■ Tasks:
(1) Revise the passage on Manchin and the Build Back Better plan, giving the part between "In holding up" and "to worsen substantially.", inclusive, with "huge spending provisions" changed to "large spending provisions".
(2) Pick up the passage on Manchin and the Build Back Better plan after its final sentence and extend it.

■ Given passage:
================================
In holding up President Joe Biden’s “Build Back Better” (BBB) plan, West Virginia Democrat Sen. Joe Manchin has cited inflation as one of his foremost concerns about the bill, while Americans have watched November’s inflation numbers jump to the worst in nearly 40 years. Manchin says he worries BBB’s huge spending provisions could cause America’s already serious inflation problem to worsen substantially.
Manchin’s opposition to the act effectively destroys any hope of the bill passing in the near future in the evenly split U.S. Senate. The act is President Biden’s signature policy proposal, and it could prove to be congressional Democrats’ last chance of making good on their promise to impose “bold” reforms. Manchin’s decision to effectively end any hope of the BBB bill passing presents a massive setback for the White House and congressional leadership.
His fears about the bill and its effect on inflation are absolutely warranted.
================================
■ Data to examine:
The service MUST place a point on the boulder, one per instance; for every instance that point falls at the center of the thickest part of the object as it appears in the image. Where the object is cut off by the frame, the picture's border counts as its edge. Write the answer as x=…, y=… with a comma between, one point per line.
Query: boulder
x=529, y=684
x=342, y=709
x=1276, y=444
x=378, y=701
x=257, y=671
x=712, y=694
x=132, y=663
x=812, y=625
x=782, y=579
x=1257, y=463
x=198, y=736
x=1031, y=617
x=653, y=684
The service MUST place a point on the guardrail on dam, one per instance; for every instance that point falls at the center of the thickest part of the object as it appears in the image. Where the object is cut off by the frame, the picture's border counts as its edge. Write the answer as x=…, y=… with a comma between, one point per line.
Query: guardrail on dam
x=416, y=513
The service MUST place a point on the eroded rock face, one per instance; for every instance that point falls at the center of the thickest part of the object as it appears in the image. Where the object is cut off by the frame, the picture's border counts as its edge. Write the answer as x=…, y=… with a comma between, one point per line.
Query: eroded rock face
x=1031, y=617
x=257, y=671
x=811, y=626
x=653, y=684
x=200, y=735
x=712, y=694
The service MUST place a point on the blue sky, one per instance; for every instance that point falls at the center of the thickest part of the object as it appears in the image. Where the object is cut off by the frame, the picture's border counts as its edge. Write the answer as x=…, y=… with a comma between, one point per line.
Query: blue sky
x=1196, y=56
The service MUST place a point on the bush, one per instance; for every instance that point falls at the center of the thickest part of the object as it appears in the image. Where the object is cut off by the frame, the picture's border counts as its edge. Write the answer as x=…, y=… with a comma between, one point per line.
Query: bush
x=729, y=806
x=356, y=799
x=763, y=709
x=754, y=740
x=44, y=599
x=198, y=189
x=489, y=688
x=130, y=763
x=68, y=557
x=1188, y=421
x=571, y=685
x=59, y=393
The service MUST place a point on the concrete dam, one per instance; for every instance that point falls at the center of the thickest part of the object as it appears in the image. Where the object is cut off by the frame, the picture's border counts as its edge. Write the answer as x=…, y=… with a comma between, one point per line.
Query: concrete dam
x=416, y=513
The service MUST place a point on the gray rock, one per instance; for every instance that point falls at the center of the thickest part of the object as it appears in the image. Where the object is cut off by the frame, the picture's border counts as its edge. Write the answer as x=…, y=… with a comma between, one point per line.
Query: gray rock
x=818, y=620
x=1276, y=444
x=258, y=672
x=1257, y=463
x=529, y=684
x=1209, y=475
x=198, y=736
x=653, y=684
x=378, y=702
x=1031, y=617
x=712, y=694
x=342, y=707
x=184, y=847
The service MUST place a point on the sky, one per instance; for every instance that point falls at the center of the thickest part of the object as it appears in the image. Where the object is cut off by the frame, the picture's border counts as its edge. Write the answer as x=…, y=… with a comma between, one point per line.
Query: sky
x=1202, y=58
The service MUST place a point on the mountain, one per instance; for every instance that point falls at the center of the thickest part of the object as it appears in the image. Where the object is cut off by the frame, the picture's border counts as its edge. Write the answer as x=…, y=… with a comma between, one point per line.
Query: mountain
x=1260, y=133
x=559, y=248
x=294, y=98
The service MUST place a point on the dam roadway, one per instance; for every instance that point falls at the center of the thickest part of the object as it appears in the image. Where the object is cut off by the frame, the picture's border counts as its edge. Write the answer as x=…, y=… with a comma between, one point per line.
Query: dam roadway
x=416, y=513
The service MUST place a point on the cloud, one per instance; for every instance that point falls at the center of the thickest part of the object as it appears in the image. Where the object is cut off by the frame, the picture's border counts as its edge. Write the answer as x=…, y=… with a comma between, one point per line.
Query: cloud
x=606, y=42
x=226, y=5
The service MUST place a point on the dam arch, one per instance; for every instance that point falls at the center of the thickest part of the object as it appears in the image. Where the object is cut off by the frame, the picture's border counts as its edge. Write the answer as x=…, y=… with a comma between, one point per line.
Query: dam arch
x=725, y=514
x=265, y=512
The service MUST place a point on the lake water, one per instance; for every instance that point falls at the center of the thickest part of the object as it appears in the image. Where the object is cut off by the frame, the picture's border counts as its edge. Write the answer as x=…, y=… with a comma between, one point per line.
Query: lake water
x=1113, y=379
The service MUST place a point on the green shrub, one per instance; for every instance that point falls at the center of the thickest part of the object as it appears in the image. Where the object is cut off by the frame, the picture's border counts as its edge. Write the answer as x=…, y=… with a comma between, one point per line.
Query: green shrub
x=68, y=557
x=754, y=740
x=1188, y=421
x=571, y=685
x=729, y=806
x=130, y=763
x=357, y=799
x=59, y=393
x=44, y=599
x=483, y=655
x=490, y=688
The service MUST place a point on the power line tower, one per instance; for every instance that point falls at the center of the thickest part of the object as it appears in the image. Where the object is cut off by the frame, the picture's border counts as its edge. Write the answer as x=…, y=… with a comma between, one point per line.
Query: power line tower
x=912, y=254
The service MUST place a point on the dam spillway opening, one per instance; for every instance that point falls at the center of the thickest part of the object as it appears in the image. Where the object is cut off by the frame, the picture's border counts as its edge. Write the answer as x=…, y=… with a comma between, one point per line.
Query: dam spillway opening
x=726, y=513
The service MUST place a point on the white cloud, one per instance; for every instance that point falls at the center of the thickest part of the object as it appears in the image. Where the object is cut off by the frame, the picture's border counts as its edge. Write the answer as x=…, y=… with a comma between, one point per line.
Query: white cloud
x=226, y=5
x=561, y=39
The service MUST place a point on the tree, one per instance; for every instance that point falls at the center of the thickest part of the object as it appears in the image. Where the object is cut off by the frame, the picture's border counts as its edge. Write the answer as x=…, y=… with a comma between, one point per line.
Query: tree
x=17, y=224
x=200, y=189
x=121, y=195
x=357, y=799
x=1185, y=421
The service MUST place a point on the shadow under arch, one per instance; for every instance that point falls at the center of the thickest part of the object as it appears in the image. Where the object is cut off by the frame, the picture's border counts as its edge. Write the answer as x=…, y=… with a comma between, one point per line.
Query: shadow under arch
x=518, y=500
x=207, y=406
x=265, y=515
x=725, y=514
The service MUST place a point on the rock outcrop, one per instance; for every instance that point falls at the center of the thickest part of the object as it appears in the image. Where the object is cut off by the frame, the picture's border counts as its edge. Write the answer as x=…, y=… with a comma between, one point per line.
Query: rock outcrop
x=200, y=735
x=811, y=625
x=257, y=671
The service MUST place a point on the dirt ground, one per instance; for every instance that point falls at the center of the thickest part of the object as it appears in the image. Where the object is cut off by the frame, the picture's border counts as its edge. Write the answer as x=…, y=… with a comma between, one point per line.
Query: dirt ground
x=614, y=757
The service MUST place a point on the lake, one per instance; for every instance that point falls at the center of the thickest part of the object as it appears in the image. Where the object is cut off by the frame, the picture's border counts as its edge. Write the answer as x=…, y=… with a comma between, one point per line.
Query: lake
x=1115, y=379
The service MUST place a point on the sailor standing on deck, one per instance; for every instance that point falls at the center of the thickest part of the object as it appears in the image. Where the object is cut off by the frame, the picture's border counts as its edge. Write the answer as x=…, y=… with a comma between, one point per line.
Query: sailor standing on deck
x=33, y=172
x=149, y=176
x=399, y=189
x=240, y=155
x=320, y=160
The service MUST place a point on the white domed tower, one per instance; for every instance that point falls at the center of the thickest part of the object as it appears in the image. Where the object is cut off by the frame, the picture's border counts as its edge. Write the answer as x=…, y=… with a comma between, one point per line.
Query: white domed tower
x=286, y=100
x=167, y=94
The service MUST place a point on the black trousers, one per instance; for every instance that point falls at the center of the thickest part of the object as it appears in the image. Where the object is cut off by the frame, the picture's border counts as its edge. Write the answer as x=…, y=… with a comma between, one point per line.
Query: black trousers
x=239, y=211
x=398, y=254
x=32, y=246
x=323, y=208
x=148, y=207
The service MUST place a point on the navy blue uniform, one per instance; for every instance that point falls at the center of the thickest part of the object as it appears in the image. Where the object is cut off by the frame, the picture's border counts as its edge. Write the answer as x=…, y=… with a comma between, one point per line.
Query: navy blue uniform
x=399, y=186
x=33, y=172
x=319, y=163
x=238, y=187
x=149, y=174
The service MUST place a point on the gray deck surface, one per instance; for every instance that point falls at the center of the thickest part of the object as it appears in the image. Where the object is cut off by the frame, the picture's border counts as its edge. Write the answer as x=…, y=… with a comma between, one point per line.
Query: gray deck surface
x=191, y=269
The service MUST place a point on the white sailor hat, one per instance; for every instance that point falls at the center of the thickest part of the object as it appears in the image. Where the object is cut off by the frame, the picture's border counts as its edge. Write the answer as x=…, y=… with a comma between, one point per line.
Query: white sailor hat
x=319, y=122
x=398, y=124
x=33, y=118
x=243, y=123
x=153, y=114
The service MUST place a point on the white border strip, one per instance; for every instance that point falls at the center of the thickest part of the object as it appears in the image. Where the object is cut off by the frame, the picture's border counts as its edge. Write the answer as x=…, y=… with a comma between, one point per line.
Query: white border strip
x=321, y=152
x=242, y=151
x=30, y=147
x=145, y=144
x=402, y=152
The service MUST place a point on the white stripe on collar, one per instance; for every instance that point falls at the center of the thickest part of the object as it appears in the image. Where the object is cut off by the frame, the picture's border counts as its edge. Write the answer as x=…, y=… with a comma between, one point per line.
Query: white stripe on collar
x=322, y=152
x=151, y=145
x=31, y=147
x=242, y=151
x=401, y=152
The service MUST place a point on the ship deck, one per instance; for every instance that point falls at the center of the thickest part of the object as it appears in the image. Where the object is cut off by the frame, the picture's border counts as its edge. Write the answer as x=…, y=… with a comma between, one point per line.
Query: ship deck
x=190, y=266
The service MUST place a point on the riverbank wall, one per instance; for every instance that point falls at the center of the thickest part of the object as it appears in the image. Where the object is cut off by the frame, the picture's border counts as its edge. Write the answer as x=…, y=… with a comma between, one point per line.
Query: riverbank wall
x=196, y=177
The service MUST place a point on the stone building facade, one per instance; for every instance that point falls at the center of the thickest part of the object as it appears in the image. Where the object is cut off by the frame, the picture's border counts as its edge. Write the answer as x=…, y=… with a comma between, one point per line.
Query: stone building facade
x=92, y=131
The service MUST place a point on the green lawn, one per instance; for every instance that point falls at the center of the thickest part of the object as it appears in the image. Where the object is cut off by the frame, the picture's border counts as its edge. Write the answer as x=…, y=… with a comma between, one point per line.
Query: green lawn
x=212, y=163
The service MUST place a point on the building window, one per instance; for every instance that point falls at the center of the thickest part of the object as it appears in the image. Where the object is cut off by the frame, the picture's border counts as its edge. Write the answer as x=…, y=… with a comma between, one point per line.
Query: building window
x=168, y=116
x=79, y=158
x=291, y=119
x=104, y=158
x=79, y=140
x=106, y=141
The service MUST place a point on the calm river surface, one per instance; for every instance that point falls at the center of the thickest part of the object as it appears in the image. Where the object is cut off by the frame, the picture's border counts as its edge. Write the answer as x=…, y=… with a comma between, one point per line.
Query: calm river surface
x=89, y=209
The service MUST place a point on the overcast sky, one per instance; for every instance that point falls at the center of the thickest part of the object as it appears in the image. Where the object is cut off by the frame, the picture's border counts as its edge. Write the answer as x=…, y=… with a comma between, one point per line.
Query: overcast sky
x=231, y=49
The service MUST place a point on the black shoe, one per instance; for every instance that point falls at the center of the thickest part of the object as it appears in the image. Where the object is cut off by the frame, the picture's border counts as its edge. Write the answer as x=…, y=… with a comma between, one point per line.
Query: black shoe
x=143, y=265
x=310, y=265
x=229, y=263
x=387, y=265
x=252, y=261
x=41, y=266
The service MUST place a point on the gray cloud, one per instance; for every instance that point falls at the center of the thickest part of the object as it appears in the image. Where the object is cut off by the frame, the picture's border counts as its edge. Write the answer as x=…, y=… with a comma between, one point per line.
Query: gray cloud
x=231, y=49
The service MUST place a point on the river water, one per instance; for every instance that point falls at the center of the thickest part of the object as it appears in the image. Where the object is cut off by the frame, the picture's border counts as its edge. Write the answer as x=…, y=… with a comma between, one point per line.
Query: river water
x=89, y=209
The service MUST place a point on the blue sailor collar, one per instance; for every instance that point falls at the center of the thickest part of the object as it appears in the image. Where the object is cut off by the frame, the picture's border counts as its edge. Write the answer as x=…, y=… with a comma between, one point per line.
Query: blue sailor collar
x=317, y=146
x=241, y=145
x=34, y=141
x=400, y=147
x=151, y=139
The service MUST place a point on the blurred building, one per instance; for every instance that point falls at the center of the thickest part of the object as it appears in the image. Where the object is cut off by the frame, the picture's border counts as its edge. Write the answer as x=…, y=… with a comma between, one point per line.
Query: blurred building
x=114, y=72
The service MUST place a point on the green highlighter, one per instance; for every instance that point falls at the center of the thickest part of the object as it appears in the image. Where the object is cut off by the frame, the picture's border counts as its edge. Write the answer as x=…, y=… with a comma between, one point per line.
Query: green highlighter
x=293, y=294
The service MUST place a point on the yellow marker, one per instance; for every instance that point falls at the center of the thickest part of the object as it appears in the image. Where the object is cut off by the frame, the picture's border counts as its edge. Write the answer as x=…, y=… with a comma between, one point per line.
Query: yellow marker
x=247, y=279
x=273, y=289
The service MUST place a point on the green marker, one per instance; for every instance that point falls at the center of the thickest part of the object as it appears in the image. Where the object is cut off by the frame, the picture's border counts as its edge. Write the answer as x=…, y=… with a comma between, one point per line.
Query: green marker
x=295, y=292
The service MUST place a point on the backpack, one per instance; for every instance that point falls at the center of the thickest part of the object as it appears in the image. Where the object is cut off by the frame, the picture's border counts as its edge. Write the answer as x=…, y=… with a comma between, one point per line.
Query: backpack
================================
■ Answers for this exercise:
(1)
In holding up President Joe Biden’s “Build Back Better” (BBB) plan, West Virginia Democrat Sen. Joe Manchin has cited inflation as one of his foremost concerns about the bill, while Americans have watched November’s inflation numbers jump to the worst in nearly 40 years. Manchin says he worries BBB’s large spending provisions could cause America’s already serious inflation problem to worsen substantially.

(2)
The United States is now unquestionably facing an immense inflation crisis. In November, the consumer price index (CPI), a widely used measure of inflation that calculates price changes across a basket of goods and services, increased by 6.8 percent on a year over year basis. According to an analysis by CNBC, the CPI hasn’t increased that quickly since June 1982, nearly 40 years ago.
The producer price index, which measures prices charged by suppliers, increased by 9.6 percent in November 2021 compared to the previous year — the largest increase on record.
In the third quarter of 2021, the average sales price of a home was $453,300, the highest price ever recorded and $55,000 more than the third quarter of 2020. The average cost of a new car is now more than $44,000. Used car prices have soared to $27,500, about 35 percent higher than at the start of 2021.
Although numerous factors have contributed to these dramatic price changes, including supply-chain problems caused by governments’ coronavirus-related lockdowns in 2020 and 2021, one of the biggest catalysts driving inflation is the massive amount of money-printing and government spending politicians have chosen since the start of the pandemic.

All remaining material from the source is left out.